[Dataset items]
-- begin --

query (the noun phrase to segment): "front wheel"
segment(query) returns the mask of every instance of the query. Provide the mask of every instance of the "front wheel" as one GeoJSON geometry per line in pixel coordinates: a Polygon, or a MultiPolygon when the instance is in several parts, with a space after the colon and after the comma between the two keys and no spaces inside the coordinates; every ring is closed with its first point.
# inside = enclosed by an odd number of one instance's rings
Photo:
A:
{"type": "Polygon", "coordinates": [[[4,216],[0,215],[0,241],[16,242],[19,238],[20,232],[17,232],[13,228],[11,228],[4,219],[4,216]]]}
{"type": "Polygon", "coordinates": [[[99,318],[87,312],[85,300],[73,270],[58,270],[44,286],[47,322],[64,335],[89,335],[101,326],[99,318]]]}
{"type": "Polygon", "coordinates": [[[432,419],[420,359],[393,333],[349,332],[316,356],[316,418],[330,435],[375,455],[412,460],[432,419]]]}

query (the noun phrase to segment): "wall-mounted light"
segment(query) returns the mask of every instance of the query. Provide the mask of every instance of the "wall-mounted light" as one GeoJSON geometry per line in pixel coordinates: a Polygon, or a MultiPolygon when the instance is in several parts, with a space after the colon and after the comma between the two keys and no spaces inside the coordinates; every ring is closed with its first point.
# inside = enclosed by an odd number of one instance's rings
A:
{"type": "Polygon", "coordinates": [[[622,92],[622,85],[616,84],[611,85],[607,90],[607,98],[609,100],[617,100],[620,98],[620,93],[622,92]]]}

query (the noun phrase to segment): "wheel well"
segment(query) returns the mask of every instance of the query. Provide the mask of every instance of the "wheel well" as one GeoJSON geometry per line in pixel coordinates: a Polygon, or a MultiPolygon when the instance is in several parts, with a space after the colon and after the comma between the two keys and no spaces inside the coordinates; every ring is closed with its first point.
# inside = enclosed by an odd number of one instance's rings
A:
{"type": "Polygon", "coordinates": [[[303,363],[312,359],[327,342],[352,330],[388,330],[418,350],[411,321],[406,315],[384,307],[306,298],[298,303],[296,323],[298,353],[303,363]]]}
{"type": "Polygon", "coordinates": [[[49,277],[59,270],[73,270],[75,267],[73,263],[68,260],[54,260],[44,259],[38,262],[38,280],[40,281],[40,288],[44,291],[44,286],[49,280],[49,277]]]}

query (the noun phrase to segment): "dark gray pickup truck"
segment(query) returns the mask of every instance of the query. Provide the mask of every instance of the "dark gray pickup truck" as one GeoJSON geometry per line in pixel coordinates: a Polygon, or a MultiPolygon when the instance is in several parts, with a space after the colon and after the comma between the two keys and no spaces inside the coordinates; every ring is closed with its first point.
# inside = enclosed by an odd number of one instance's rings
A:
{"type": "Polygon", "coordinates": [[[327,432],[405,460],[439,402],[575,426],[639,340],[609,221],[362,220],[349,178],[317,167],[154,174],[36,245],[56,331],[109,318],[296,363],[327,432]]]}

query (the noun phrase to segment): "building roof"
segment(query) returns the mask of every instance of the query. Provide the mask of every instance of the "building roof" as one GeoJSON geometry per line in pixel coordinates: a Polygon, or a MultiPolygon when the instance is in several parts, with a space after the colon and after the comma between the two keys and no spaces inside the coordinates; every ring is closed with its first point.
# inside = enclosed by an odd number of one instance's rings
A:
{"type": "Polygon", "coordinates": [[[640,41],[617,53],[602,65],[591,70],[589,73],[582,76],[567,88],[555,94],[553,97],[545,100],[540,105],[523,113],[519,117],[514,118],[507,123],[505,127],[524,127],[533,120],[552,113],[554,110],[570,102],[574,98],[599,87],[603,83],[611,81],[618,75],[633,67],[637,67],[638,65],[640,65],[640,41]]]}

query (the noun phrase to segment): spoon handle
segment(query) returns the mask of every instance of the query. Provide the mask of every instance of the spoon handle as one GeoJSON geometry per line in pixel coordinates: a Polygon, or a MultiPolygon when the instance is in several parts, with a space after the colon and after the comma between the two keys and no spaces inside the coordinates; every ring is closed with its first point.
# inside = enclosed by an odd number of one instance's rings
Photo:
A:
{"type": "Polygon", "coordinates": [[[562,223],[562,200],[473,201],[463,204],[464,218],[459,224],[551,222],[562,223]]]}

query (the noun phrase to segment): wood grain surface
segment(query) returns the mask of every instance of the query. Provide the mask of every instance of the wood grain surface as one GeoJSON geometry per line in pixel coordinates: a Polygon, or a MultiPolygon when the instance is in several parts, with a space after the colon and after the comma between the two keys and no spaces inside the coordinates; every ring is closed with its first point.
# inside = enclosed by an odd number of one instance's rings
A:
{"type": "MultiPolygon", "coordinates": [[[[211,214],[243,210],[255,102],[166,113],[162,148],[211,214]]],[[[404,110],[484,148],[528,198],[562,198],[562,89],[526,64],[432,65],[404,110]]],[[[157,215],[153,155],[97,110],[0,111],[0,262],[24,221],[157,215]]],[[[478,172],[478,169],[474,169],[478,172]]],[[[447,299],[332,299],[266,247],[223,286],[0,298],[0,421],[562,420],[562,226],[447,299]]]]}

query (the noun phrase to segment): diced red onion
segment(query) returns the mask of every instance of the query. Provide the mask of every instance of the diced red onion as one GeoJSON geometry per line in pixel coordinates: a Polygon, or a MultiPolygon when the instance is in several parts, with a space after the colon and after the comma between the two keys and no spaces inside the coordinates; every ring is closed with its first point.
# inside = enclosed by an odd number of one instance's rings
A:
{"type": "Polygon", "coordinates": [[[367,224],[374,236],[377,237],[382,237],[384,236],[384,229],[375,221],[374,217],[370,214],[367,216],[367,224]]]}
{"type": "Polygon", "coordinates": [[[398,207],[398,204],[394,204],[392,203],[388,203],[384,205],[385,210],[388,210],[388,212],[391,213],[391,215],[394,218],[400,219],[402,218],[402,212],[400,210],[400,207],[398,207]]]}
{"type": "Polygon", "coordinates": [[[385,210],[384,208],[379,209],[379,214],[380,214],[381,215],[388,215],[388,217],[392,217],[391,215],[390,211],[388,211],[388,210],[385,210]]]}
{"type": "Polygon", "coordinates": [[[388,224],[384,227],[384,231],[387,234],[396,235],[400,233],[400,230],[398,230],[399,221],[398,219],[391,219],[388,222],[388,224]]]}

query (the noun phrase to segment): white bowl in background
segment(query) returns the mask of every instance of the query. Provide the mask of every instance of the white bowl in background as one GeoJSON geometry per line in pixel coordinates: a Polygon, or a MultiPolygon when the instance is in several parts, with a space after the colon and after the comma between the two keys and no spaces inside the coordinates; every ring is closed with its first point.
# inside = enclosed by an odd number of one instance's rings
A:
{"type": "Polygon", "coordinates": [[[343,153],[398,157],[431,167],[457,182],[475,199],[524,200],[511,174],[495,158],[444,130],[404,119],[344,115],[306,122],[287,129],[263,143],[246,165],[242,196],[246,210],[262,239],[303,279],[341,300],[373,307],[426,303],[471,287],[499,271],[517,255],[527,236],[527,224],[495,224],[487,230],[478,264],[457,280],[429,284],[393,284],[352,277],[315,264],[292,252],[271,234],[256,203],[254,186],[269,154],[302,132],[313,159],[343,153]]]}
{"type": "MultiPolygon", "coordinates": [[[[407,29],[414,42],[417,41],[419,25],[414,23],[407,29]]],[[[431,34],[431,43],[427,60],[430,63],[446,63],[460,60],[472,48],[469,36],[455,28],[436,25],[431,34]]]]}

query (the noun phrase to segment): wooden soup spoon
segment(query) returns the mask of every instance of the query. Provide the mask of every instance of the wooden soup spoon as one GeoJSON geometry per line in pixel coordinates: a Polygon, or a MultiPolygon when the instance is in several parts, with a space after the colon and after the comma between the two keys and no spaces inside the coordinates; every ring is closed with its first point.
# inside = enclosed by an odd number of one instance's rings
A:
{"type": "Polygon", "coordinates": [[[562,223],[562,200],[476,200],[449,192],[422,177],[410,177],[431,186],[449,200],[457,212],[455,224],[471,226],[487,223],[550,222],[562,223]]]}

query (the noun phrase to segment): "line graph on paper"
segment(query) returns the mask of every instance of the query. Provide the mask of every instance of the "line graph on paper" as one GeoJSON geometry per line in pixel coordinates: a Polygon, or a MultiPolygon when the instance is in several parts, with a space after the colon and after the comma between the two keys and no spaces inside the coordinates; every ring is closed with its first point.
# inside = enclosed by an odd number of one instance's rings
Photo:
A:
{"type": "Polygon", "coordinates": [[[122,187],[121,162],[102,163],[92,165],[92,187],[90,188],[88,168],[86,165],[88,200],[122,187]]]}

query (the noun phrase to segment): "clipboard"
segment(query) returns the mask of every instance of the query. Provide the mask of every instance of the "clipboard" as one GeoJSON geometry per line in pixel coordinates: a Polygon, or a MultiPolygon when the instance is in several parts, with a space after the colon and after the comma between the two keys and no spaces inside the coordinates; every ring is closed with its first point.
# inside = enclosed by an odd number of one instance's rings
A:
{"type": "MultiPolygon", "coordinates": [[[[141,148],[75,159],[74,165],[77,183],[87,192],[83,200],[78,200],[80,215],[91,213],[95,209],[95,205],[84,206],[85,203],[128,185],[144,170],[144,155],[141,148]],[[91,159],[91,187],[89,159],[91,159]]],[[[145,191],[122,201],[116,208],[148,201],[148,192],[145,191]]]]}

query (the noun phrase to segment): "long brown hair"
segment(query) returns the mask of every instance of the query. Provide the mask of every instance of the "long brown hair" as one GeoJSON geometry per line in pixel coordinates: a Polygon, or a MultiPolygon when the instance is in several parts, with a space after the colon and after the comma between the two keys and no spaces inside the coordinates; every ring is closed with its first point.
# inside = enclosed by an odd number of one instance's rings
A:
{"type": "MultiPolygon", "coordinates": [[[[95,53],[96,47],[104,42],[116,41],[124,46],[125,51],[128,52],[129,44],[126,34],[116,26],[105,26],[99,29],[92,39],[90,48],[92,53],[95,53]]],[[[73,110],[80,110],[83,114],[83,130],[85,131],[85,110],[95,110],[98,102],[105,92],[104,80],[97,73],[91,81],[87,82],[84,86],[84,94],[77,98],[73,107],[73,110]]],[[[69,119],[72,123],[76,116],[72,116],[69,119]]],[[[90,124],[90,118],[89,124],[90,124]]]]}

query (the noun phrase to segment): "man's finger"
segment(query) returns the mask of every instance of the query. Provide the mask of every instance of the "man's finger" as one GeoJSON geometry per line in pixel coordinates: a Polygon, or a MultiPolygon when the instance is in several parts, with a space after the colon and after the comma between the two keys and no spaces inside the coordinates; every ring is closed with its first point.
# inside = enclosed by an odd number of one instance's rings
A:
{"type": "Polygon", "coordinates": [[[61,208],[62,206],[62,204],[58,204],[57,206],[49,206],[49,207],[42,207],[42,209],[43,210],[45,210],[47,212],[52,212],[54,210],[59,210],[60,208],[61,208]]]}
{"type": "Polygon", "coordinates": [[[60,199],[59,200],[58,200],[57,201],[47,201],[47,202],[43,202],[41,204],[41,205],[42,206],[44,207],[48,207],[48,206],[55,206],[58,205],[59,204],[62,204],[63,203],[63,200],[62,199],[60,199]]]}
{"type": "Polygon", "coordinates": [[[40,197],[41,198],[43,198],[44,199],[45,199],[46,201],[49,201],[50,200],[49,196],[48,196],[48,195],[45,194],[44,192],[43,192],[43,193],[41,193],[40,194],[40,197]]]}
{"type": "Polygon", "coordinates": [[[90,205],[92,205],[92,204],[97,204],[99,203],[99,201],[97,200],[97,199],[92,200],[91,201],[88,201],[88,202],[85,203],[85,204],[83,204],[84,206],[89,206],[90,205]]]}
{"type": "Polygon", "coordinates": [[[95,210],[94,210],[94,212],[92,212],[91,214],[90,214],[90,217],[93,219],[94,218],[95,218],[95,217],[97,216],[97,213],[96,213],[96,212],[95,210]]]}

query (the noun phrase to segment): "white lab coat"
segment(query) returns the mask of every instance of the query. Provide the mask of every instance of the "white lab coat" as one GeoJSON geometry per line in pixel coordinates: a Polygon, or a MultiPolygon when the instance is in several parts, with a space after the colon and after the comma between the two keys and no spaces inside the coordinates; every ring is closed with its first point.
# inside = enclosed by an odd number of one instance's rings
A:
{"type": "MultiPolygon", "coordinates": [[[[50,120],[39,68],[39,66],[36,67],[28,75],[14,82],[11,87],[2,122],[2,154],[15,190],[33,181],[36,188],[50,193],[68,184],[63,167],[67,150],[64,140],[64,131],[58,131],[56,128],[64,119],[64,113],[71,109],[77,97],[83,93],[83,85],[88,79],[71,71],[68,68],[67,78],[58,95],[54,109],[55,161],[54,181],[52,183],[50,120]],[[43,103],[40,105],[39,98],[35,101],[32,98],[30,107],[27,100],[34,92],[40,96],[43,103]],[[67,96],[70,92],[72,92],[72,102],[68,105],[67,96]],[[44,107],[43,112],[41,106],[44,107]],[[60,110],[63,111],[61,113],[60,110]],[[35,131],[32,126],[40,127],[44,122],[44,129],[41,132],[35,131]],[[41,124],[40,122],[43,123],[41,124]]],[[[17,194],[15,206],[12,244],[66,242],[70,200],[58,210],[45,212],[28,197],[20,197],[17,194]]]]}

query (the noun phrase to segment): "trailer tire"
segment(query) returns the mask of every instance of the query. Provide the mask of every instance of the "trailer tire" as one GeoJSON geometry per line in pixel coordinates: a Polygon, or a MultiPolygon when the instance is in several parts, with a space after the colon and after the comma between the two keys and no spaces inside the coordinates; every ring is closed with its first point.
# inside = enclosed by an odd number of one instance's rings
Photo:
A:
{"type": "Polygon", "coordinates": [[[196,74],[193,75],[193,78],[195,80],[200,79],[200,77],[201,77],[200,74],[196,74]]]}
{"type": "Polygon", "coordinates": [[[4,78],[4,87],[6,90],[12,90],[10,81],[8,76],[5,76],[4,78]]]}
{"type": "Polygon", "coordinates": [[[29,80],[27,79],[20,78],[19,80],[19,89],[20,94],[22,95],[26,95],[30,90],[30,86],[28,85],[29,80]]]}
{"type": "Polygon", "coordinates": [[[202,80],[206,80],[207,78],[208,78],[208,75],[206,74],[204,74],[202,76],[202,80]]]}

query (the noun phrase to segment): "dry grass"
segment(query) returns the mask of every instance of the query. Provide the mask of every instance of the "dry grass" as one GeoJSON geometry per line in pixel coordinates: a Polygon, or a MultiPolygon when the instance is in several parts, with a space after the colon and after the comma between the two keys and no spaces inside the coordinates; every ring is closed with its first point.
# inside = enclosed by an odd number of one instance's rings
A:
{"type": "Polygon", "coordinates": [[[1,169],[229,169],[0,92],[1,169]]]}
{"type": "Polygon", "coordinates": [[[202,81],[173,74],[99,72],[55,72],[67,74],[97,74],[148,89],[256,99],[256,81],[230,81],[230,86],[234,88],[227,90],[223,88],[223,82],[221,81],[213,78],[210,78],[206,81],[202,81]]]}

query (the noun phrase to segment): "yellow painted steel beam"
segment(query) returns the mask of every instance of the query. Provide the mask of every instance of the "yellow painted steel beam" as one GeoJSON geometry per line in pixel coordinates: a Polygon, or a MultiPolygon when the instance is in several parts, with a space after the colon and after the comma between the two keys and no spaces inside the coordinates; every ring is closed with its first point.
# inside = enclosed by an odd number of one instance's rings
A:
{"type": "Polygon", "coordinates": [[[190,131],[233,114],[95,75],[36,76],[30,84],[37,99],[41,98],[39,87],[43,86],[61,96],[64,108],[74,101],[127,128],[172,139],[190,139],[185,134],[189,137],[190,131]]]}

-- end --

(TASK DETAILS)
How many lines in the entries above contain the string "finger", matching case exactly? Reply with the number alone.

(ANSWER BELOW)
2